→ **Page extract**:
* * * * * * *

Thyroid Abnormalities: Euthyroid goiter and/or hypothyroidism (including myxedema) accompanied by lower T 3 and T 4 . I 131 uptake may be elevated. (See PRECAUTIONS.) Paradoxically, rare cases of hyperthyroidism have been reported.
EEG Changes: Diffuse slowing, widening of the frequency spectrum, potentiation and disorganization of background rhythm.
EKG Changes: Reversible flattening, isoelectricity or inversion of T-waves.
Miscellaneous: Fatigue, lethargy, transient scotomata, exophthalmos, dehydration, weight loss, leukocytosis, headache, transient hyperglycemia, hypercalcemia, hyperparathyroidism, excessive weight gain, edematous swelling of ankles or wrists, metallic taste, dysgeusia/taste distortion, salty taste, thirst, swollen lips, tightness in chest, swollen and/or painful joints, fever, polyarthralgia, dental caries.

* * * * * * *

→ **Stored data**:
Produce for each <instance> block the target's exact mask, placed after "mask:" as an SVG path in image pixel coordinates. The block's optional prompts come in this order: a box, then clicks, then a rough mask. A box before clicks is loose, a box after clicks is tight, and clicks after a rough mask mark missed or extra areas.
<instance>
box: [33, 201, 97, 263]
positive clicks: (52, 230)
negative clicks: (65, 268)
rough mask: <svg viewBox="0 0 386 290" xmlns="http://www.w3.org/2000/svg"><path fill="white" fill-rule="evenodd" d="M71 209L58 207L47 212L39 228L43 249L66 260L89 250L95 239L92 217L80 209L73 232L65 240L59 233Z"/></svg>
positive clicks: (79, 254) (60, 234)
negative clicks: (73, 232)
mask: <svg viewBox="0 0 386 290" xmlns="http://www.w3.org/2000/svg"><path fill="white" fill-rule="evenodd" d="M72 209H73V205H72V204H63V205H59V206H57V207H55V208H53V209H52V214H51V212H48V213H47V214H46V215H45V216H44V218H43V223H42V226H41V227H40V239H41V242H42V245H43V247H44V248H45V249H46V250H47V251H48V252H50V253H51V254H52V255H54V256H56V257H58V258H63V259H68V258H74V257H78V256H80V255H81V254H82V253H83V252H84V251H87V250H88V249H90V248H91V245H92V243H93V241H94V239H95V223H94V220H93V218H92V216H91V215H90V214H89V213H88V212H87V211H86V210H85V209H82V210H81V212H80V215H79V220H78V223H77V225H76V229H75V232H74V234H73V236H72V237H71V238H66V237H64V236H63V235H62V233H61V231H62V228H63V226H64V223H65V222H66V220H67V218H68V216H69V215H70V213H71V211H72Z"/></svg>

* * * * * * *

→ **Problem set**:
a) Please answer these questions on the adverse-effects list:
(i) What may happen to I 131 uptake?
(ii) Which changes to T-waves are given under EKG Changes?
(iii) Which two body parts are named for edematous swelling?
b) Continue the adverse-effects list after its last line.

→ **Answers below**:
a)
(i) It may be elevated.
(ii) Reversible flattening, isoelectricity or inversion of T-waves.
(iii) The ankles or wrists.

b)
Some reports of nephrogenic diabetes insipidus, hyperparathyroidism, and hypothyroidism which persist after lithium discontinuation have been received.
A few reports have been received of the development of painful discoloration of fingers and toes and coldness of the extremities within one day of the starting of treatment with lithium. The mechanism through which these symptoms (resembling Raynaud’s syndrome) developed is not known. Recovery followed discontinuance.